* [What you will do]:
Only the lines below, from the one with "Q: Locate the pink" through the one with "Q: Locate the sweatshirt", are to be written out, exactly.

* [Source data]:
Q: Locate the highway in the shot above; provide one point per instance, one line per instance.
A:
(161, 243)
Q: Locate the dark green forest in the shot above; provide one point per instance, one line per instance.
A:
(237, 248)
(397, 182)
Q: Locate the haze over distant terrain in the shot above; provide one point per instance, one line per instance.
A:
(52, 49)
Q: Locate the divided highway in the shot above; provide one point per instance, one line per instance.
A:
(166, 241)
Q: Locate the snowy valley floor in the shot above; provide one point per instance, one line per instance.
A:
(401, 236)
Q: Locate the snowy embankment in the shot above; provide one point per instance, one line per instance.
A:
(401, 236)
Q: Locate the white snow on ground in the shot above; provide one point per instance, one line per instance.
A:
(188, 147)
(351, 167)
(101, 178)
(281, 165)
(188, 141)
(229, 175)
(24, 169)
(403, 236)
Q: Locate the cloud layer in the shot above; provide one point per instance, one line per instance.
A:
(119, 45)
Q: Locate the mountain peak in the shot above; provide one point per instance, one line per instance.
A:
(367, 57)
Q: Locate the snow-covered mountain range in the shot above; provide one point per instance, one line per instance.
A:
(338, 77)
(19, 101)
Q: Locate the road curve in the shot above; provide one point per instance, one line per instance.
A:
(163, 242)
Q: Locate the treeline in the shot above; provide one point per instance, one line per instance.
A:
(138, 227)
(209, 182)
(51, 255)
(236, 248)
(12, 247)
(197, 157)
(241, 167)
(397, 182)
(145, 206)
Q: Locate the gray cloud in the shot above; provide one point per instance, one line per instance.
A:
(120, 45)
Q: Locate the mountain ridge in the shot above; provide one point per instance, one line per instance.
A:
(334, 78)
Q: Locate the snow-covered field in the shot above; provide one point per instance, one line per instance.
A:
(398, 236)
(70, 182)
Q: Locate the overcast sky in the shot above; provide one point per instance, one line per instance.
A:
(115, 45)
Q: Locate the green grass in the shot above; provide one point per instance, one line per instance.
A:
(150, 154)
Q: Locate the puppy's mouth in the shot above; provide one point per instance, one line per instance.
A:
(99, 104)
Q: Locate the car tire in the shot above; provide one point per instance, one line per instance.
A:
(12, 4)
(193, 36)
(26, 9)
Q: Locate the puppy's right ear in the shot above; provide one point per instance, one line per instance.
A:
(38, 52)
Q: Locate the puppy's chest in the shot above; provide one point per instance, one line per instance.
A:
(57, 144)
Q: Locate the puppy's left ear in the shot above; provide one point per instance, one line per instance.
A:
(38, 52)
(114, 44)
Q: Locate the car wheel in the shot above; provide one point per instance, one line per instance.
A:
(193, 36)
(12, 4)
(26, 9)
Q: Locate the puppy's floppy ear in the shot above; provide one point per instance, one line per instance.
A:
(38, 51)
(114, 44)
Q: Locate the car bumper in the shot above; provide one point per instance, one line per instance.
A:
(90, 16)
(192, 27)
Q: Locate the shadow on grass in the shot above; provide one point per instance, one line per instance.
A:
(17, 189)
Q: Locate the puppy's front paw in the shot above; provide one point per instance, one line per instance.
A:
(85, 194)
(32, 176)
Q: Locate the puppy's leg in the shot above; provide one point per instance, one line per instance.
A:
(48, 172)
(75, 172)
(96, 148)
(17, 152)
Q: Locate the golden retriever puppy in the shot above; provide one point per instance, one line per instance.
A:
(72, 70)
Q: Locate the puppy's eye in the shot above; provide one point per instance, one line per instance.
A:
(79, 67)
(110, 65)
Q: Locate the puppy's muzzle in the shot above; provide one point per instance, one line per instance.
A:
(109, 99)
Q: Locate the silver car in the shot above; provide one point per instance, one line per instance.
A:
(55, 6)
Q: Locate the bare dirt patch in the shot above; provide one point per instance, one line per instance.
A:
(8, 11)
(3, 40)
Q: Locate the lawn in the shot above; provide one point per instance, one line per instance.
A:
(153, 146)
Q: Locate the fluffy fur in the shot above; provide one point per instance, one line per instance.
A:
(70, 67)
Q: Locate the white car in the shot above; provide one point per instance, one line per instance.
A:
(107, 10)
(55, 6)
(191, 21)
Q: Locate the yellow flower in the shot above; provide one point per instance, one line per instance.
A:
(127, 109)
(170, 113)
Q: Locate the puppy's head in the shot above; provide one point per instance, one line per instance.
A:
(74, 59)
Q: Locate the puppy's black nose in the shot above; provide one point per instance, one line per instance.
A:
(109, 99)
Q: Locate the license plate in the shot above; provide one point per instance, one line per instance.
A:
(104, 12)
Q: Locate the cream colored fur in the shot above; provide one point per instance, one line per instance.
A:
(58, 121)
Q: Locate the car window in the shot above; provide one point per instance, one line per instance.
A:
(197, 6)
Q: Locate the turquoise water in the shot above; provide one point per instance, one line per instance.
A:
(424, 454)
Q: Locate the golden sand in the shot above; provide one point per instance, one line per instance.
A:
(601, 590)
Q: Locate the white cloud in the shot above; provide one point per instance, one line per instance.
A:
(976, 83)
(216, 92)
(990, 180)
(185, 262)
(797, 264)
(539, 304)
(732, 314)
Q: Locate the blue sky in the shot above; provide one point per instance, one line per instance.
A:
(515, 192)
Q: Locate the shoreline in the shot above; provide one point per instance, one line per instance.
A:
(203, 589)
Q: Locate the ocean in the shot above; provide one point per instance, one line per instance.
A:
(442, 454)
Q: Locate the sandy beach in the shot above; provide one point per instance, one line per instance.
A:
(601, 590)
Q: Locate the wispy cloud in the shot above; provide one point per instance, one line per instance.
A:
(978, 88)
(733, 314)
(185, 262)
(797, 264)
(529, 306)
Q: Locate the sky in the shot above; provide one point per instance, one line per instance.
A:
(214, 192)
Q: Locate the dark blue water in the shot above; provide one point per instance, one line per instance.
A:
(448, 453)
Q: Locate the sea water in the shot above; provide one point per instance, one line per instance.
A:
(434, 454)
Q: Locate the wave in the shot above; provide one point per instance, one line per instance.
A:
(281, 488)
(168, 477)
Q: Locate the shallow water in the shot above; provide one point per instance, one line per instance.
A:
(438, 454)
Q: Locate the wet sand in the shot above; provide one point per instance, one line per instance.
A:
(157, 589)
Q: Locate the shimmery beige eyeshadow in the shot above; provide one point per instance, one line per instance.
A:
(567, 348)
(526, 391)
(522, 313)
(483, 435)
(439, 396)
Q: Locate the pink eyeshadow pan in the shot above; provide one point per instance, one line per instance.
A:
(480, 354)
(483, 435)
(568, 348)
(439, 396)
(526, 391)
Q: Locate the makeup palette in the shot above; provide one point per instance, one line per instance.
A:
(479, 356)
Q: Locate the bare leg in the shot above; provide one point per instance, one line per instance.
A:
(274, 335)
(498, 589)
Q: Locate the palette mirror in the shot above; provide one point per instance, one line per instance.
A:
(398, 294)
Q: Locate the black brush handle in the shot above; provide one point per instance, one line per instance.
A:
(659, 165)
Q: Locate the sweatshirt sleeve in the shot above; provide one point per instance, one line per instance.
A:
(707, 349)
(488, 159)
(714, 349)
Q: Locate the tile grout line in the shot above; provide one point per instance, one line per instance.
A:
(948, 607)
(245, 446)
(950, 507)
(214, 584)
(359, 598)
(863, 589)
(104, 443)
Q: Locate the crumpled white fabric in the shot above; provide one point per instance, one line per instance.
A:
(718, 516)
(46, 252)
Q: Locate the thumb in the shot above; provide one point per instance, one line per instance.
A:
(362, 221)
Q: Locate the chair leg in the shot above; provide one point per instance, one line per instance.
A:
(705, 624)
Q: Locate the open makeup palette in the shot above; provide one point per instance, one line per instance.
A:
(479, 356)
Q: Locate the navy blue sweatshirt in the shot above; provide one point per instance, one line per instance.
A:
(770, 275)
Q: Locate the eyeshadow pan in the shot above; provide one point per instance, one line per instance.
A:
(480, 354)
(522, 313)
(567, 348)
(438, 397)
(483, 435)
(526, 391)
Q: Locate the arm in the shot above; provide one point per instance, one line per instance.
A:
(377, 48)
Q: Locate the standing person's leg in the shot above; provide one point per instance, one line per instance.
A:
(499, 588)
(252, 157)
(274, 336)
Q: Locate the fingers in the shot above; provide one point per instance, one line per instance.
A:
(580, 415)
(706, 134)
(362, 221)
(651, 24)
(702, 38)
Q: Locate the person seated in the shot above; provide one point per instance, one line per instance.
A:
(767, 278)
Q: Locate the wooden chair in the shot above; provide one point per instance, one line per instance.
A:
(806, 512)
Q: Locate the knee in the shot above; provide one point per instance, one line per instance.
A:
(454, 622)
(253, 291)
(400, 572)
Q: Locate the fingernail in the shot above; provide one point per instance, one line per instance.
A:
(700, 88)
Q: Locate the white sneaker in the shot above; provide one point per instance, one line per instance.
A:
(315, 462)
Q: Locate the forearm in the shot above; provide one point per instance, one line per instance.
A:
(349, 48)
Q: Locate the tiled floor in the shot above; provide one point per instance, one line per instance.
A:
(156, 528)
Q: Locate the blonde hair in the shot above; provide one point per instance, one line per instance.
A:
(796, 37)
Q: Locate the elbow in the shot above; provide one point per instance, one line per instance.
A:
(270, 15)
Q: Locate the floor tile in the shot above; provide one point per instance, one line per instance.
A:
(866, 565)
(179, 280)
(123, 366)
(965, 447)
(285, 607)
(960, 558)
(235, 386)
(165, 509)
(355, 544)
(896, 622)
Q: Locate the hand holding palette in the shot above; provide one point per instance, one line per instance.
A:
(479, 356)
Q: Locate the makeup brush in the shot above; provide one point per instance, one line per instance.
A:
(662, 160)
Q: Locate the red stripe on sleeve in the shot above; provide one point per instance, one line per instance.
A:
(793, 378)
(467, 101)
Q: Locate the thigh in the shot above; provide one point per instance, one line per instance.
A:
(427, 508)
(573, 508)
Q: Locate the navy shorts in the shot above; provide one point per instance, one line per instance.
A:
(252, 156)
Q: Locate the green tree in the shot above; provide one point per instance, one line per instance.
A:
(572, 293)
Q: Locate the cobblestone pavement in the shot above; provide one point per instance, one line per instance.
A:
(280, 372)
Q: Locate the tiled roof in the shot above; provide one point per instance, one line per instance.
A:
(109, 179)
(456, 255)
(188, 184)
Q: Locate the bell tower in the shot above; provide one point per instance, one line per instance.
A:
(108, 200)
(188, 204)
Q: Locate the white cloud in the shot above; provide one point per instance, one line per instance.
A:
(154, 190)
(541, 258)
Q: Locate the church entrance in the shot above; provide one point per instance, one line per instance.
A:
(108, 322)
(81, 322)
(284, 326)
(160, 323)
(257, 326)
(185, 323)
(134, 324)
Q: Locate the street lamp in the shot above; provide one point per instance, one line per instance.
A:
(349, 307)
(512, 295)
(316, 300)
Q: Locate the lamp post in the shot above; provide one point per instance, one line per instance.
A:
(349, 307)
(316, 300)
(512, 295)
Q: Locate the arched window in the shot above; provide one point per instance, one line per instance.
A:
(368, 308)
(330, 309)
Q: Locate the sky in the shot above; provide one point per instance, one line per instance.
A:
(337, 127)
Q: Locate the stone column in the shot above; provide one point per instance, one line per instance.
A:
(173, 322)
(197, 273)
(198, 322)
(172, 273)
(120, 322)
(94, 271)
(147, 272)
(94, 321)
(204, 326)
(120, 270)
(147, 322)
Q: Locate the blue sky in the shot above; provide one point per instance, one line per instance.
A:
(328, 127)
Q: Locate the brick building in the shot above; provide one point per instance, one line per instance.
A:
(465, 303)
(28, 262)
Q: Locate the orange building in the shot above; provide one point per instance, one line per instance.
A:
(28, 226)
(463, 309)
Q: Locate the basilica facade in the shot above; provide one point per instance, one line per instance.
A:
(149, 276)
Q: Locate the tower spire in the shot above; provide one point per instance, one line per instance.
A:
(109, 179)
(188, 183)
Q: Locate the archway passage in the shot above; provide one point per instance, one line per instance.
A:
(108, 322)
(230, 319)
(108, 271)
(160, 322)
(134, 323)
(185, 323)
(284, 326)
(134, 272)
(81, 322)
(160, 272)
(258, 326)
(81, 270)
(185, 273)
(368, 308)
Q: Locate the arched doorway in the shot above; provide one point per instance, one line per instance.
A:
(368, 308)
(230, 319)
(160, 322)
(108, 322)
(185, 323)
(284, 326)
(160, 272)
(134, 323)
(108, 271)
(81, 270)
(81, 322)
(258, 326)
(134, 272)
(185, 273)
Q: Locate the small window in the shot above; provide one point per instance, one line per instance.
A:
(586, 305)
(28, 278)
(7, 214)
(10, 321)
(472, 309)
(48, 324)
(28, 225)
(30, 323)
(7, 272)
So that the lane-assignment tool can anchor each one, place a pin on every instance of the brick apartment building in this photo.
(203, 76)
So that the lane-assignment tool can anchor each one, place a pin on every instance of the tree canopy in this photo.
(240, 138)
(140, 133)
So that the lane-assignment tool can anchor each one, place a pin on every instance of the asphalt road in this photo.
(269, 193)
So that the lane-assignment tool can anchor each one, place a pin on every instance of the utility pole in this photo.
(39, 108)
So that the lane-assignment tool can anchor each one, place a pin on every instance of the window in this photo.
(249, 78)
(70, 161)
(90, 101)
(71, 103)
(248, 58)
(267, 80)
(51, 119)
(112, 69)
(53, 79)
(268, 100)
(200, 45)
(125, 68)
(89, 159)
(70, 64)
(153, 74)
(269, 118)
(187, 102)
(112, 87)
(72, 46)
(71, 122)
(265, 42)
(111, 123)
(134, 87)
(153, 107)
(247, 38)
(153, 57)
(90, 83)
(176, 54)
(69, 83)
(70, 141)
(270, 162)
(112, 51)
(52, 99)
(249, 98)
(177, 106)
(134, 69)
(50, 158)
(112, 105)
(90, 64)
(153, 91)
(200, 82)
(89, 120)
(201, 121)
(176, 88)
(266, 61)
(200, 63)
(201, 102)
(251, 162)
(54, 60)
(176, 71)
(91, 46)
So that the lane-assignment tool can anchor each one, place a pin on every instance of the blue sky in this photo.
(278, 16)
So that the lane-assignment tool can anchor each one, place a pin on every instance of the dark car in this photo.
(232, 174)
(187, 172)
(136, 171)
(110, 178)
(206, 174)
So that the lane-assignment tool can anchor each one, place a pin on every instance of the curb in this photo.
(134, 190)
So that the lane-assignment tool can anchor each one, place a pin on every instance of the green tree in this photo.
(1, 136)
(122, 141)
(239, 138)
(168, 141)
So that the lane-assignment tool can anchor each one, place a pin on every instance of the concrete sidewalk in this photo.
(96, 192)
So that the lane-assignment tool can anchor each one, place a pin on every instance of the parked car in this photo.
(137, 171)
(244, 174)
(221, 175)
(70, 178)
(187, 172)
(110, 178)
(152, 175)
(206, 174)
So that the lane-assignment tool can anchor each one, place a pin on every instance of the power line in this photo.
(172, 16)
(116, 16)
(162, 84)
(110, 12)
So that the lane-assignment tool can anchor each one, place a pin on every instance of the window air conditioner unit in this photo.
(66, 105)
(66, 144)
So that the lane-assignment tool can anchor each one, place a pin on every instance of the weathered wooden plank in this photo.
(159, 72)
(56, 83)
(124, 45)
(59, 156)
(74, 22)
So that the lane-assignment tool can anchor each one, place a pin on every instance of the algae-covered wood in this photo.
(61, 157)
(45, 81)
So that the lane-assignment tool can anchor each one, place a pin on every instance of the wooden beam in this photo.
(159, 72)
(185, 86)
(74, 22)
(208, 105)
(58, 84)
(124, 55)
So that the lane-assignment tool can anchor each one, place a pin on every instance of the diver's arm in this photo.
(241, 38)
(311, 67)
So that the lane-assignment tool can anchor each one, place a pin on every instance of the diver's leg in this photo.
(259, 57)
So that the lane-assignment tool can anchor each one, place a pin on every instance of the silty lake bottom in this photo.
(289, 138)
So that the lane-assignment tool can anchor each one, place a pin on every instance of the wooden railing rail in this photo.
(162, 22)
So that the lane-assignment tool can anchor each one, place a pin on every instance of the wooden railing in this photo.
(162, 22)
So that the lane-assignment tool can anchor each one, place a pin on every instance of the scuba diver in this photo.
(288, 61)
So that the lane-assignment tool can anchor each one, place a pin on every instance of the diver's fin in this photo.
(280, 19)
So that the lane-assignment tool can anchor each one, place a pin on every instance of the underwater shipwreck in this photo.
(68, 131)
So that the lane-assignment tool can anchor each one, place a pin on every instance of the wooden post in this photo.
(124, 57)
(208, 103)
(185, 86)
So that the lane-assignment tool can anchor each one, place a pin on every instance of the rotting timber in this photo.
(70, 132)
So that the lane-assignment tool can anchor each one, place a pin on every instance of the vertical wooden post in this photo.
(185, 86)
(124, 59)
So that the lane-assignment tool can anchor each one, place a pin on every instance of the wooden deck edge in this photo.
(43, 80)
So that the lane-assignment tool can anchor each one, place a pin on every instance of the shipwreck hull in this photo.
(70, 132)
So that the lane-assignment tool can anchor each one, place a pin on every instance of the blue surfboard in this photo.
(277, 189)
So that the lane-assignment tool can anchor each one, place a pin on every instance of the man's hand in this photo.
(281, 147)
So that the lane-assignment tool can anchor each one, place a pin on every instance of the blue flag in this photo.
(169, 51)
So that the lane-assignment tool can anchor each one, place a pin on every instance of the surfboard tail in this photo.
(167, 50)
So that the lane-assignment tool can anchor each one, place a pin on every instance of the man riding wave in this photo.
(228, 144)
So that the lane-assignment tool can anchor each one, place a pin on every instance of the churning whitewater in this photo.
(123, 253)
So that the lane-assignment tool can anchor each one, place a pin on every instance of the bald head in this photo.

* [Task response]:
Q: Locate the pink eyeshadow pan in the shot above; provide one point per instance, one line per instance.
A:
(480, 354)
(483, 435)
(568, 348)
(439, 396)
(526, 391)
Q: Locate the makeup palette in the shot above; provide one point per instance, one line per instance.
A:
(479, 356)
Q: Locate the bare leg in the shot above; provide one point per instance, one line per instance.
A:
(274, 335)
(498, 589)
Q: Locate the palette mirror in the shot above; provide one point per instance, one line per instance.
A:
(398, 294)
Q: Locate the black brush handle in the shot above; provide one point per instance, one line per instance.
A:
(659, 165)
Q: Locate the sweatshirt sleeve in the shot above; provide one point per instance, one line per instance.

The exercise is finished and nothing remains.